### [ATTIVITÀ DA SVOLGERE]
A. Riassumi il brano di lettura in due frasi.
B. Trascrivi dal brano di lettura il passo compreso tra "La memoria e" e "tante e cocenti.", estremi inclusi.

Ci sono, ovvio, molte cose prettamente francesi: Mitterand, Chirac, Colouche tanto per citare qualche politico, ma anche Sylvie Vartan, la Gréco, Brassens, Brel ed altre canzoni, o Sarte e Simone, ed altri eminenti francesi (non sempre decrittabili da noi cugini d’oltralpe).

La memoria e la penna della scrittrice vaga anche ad ondate, saltando passaggi, tornando su temi già detti, ma da ripetere, attraversando guerre, politica e società, usi, costumi, tecnologie, per raccontare le trame di una vita che è molte vite, che, in parte (anche grande) è anche la nostra vita. Per realizzare, infine, che il tempo è passato, la vecchiaia è vicina, le disillusioni tante e cocenti.

### [MATERIALE DI STUDIO]
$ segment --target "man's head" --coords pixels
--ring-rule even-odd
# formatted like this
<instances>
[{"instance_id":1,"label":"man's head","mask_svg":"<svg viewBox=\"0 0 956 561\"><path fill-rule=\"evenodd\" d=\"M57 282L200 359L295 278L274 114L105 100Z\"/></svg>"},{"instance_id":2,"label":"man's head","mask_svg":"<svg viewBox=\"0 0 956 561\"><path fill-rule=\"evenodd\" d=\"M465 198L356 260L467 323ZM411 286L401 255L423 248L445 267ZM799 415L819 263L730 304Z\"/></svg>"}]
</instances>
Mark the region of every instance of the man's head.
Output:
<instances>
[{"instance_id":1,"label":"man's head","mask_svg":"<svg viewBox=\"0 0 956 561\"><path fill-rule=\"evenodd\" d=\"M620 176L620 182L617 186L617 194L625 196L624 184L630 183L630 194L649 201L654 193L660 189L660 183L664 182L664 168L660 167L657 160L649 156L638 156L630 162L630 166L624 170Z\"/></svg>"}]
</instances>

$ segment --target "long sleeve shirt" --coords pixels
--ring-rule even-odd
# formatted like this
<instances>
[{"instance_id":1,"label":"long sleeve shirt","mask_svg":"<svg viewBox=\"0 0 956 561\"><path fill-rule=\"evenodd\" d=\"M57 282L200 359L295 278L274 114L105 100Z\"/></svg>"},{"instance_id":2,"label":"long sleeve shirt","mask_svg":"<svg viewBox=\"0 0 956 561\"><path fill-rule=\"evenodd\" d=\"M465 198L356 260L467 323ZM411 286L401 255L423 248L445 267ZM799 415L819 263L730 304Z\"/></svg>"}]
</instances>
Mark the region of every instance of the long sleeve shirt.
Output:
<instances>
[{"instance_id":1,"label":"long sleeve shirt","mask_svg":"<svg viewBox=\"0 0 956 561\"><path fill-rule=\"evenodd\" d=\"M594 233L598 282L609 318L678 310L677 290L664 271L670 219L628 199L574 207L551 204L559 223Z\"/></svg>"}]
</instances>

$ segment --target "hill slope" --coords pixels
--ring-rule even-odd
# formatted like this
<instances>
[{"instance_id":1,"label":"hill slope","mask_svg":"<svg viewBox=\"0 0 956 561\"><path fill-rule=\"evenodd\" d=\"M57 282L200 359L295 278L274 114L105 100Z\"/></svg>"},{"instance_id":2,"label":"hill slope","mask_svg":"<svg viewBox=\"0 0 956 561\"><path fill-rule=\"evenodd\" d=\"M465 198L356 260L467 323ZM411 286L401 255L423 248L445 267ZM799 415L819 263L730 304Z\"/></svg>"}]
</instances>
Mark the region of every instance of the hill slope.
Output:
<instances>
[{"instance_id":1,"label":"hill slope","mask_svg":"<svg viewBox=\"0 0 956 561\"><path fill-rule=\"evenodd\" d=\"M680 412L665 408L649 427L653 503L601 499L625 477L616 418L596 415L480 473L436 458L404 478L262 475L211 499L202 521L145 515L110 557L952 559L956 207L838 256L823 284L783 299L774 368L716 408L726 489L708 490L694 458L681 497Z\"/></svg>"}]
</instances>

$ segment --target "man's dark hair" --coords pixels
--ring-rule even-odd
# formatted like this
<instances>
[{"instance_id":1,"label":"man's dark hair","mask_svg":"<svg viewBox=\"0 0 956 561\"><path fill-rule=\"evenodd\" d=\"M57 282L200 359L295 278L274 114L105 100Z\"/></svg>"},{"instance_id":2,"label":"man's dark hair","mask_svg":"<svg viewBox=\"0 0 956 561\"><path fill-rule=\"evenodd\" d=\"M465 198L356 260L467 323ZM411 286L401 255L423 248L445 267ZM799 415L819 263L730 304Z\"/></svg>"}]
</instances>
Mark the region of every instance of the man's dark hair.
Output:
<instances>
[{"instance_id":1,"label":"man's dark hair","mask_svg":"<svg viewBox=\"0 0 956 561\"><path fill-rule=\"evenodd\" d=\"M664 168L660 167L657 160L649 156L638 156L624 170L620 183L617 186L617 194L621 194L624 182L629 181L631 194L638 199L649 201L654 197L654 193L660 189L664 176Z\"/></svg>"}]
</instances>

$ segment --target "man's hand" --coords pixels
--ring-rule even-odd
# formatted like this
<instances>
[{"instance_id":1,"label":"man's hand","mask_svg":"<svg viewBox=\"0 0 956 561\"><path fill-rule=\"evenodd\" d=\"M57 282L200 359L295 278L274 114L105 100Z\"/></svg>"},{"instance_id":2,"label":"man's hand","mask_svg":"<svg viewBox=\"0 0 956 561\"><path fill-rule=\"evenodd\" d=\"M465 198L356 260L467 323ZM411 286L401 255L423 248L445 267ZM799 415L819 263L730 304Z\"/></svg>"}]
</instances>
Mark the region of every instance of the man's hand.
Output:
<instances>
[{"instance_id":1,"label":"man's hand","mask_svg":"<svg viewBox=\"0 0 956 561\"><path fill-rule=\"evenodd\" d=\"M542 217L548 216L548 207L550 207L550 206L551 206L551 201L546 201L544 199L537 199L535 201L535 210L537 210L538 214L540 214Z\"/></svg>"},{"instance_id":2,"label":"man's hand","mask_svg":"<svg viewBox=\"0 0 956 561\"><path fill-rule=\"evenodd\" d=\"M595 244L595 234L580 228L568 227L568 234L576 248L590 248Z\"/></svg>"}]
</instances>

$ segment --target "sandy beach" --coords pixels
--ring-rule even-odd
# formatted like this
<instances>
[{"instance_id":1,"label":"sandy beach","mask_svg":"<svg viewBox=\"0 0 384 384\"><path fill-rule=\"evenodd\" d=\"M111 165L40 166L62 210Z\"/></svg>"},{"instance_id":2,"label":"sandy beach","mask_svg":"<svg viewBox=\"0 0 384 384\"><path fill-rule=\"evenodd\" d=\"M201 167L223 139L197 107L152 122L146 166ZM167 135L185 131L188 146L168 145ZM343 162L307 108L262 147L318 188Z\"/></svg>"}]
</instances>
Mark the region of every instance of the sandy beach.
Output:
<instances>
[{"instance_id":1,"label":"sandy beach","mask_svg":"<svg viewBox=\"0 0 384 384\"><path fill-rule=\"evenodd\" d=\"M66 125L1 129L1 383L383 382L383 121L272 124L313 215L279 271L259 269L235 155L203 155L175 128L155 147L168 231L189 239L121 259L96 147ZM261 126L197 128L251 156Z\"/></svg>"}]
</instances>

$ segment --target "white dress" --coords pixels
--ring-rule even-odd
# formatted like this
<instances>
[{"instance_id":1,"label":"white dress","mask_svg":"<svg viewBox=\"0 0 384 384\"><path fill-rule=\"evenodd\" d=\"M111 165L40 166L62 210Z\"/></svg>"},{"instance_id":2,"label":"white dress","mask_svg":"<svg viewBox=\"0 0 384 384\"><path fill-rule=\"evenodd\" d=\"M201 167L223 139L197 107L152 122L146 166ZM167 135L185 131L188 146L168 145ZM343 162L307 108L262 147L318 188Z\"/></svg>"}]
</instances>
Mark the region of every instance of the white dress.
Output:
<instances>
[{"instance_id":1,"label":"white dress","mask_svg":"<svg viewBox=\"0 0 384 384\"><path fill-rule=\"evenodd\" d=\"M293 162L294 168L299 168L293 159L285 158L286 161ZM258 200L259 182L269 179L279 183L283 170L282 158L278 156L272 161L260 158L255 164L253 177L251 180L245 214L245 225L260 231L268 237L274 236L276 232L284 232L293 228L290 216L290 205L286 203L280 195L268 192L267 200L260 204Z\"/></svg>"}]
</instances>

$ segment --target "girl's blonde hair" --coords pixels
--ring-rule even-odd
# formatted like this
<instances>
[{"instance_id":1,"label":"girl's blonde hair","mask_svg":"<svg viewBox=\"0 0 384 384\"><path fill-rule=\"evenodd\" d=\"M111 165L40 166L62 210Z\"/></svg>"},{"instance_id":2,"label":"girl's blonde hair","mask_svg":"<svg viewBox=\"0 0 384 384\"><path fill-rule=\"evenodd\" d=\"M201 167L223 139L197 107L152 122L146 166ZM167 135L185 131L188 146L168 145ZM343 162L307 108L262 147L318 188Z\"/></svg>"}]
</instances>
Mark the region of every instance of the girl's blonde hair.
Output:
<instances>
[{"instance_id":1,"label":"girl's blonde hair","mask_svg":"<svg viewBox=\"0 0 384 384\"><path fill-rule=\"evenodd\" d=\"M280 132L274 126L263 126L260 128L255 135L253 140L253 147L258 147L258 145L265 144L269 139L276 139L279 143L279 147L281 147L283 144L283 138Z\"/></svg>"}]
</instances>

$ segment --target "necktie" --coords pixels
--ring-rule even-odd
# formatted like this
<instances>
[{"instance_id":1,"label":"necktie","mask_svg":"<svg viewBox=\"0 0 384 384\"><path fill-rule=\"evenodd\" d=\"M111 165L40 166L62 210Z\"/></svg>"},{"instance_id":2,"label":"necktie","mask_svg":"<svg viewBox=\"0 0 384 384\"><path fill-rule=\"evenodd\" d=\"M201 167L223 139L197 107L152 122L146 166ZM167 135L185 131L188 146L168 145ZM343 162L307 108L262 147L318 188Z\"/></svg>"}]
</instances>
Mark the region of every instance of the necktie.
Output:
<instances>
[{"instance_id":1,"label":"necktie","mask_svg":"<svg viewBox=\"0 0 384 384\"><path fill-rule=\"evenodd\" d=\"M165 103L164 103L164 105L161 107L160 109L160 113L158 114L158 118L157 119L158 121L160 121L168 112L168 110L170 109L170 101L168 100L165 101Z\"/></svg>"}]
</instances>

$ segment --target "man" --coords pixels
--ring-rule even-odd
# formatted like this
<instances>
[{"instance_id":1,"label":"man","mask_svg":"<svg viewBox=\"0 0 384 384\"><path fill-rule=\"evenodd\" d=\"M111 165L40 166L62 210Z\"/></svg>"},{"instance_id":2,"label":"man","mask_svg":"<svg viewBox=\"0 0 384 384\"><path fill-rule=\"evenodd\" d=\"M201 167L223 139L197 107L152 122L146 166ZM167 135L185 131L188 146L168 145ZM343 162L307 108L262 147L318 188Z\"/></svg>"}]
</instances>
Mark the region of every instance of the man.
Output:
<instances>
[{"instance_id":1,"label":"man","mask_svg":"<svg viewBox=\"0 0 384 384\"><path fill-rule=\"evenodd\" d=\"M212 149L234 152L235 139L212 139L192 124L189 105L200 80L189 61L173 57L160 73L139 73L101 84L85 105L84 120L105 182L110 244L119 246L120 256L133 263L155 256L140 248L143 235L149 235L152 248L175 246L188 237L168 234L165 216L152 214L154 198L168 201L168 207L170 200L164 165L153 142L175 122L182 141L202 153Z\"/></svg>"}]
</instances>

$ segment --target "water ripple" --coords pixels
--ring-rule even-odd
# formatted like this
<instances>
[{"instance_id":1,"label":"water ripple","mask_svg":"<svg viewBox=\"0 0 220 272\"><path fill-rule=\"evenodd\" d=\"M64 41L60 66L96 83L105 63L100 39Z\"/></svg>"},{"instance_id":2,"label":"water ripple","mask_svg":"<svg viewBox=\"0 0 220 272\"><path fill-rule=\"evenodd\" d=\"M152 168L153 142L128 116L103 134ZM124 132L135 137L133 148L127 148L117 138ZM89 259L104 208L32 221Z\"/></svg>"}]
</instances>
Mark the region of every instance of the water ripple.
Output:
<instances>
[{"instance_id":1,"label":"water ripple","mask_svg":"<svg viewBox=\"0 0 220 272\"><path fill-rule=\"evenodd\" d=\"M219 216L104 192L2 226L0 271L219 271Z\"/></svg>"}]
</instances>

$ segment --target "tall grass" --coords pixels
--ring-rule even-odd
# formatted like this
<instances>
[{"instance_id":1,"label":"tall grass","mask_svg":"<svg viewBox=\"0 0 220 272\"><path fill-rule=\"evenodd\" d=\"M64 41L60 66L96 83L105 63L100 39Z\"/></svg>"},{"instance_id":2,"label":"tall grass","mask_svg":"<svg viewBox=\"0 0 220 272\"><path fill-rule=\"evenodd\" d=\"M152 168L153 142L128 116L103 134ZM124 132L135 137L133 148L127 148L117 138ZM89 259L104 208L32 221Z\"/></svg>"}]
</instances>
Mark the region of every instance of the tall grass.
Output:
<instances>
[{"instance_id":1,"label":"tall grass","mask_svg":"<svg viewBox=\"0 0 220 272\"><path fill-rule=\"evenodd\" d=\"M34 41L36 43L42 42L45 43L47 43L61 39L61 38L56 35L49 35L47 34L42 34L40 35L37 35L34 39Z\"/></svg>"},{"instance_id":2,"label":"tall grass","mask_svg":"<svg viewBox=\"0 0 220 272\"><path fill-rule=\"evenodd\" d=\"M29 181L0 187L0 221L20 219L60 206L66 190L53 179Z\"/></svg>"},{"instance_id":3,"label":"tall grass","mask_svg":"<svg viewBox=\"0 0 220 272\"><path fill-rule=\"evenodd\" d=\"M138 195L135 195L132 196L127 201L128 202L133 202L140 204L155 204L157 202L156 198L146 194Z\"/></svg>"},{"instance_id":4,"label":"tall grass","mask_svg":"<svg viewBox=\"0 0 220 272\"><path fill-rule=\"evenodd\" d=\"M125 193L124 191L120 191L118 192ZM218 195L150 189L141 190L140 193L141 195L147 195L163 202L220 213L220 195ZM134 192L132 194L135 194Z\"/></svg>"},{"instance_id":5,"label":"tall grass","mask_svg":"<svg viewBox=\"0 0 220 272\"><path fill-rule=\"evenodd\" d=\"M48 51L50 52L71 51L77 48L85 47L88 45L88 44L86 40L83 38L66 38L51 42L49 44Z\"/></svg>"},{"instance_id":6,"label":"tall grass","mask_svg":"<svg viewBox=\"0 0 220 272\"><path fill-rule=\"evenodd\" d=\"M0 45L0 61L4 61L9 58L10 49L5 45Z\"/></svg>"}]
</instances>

### [RISPOSTE PER NUMERO]
A. Il brano cita molte cose prettamente francesi, come politici, cantanti e intellettuali, non sempre decifrabili per i cugini d'oltralpe. La memoria della scrittrice procede a ondate attraverso guerre, politica, società e costumi per raccontare una vita che è molte vite, fino a constatare che il tempo è passato, la vecchiaia è vicina e le disillusioni sono tante.

B.
La memoria e la penna della scrittrice vaga anche ad ondate, saltando passaggi, tornando su temi già detti, ma da ripetere, attraversando guerre, politica e società, usi, costumi, tecnologie, per raccontare le trame di una vita che è molte vite, che, in parte (anche grande) è anche la nostra vita. Per realizzare, infine, che il tempo è passato, la vecchiaia è vicina, le disillusioni tante e cocenti.